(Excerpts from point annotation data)
····················

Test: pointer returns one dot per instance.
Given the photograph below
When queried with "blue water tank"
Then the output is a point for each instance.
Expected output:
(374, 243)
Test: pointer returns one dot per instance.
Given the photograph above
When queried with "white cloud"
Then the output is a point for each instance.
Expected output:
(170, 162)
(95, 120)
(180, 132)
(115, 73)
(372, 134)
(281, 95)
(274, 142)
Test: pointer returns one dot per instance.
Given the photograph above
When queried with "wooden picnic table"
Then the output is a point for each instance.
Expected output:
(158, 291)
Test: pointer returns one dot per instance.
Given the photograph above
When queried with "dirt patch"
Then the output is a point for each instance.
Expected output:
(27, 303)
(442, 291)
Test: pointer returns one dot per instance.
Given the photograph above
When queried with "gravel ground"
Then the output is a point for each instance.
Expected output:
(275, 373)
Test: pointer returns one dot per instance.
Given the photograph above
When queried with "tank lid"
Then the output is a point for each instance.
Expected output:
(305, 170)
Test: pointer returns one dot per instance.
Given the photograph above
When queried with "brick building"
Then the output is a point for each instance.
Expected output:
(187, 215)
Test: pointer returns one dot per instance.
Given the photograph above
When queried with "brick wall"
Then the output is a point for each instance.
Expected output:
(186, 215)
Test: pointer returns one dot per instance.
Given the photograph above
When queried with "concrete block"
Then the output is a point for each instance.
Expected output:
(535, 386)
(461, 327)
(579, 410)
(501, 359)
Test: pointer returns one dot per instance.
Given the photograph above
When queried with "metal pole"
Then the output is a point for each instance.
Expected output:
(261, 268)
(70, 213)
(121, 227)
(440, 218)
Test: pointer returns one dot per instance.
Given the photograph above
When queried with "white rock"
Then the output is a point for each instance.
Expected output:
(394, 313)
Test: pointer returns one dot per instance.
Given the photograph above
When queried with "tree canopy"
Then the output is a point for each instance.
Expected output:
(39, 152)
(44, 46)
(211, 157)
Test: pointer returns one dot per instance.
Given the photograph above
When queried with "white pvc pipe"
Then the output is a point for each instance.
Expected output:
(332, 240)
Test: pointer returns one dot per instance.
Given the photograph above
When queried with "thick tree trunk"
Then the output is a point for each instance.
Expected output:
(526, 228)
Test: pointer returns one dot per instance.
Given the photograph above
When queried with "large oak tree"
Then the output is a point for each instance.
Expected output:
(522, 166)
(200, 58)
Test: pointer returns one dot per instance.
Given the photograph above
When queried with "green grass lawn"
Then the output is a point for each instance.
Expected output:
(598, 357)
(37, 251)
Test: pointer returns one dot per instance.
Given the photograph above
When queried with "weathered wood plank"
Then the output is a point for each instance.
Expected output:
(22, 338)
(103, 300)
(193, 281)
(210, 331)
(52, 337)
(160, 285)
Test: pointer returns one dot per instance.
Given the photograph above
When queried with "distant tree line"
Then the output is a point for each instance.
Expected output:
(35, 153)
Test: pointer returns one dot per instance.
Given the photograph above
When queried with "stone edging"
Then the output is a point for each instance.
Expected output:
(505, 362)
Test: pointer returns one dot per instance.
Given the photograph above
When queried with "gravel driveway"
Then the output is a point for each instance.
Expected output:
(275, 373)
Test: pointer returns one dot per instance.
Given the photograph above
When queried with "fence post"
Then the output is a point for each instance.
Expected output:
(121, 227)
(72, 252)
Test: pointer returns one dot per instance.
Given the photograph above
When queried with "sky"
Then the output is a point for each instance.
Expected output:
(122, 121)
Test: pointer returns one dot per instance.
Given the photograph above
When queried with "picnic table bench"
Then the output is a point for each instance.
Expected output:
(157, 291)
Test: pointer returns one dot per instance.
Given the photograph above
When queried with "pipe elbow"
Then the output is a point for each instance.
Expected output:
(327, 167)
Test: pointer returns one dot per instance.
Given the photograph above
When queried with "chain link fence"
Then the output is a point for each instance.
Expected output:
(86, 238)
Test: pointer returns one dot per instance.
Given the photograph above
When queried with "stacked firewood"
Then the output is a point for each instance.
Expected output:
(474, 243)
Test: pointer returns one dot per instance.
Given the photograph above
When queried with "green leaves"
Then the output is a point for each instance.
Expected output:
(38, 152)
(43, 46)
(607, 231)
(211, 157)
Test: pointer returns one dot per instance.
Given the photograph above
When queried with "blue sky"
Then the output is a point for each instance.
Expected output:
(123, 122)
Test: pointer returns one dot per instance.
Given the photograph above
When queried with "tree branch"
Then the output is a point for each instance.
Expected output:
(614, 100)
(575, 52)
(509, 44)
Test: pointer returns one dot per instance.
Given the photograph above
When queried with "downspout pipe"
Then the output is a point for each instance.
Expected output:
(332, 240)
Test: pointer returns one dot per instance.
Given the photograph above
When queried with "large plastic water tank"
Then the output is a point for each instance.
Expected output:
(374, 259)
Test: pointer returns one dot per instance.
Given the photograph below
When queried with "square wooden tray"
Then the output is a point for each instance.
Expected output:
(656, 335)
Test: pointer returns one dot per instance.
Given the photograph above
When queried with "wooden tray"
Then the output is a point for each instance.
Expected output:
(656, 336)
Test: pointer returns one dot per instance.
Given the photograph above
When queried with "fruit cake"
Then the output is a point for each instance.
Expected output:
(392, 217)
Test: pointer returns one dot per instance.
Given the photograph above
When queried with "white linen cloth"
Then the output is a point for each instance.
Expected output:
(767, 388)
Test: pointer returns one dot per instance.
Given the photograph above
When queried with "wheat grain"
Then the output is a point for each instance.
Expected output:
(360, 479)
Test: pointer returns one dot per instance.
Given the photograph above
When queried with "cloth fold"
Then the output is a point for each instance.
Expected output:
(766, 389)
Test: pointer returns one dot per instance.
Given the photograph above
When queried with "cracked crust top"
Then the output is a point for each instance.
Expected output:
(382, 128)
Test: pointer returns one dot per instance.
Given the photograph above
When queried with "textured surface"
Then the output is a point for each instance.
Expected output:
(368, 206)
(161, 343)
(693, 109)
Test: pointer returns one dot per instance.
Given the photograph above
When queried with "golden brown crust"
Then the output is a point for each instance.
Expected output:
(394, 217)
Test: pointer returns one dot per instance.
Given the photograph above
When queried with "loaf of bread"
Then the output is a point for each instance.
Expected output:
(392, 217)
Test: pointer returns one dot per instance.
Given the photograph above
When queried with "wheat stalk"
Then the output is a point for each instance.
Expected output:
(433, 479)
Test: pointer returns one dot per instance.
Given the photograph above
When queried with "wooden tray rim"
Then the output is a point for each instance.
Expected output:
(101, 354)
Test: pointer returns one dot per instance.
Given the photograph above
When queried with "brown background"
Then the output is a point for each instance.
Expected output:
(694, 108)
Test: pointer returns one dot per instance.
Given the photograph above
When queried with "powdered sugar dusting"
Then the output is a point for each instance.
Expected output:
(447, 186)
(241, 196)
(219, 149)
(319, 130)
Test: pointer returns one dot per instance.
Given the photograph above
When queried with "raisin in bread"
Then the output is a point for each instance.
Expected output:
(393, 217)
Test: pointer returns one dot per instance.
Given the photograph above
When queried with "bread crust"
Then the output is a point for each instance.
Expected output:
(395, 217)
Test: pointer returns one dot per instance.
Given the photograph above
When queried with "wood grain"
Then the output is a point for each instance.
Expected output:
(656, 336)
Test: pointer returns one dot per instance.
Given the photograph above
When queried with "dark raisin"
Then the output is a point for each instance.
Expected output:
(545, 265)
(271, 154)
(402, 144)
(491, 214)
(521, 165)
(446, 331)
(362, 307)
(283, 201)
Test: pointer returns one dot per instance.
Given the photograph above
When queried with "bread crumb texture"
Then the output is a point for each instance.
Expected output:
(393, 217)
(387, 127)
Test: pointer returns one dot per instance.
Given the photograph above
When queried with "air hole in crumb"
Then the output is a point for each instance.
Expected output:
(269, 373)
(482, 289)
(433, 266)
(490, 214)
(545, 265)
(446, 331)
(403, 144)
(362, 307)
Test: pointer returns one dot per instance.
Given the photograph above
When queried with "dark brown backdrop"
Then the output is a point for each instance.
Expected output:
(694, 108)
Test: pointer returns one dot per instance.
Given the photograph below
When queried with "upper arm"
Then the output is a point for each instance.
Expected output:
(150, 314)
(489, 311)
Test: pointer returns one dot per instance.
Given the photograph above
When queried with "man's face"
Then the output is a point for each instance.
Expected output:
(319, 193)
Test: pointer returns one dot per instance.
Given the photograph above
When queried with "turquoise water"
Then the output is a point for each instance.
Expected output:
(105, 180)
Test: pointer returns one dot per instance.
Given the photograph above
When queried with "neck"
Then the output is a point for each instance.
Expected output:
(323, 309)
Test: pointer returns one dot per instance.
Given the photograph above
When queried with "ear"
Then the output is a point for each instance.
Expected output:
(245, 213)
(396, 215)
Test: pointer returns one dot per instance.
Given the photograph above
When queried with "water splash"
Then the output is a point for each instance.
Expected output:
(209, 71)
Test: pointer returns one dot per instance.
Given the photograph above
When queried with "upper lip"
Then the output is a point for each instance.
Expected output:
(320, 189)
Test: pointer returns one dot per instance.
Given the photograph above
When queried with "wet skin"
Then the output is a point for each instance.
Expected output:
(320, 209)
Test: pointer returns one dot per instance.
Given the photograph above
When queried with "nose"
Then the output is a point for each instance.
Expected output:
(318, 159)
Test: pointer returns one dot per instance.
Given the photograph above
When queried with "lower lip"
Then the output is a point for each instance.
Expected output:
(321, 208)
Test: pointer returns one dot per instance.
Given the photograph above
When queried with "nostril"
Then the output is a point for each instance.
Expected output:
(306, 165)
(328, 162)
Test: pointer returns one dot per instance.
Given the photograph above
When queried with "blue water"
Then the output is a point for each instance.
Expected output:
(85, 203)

····················

# Task details
Report every line of the data above that contains the word "tree", copying each such line in full.

# The output
When queried with "tree canopy"
When queried with "thick tree trunk"
When queried with "large oak tree"
When queried with "distant tree line"
When queried with "tree branch"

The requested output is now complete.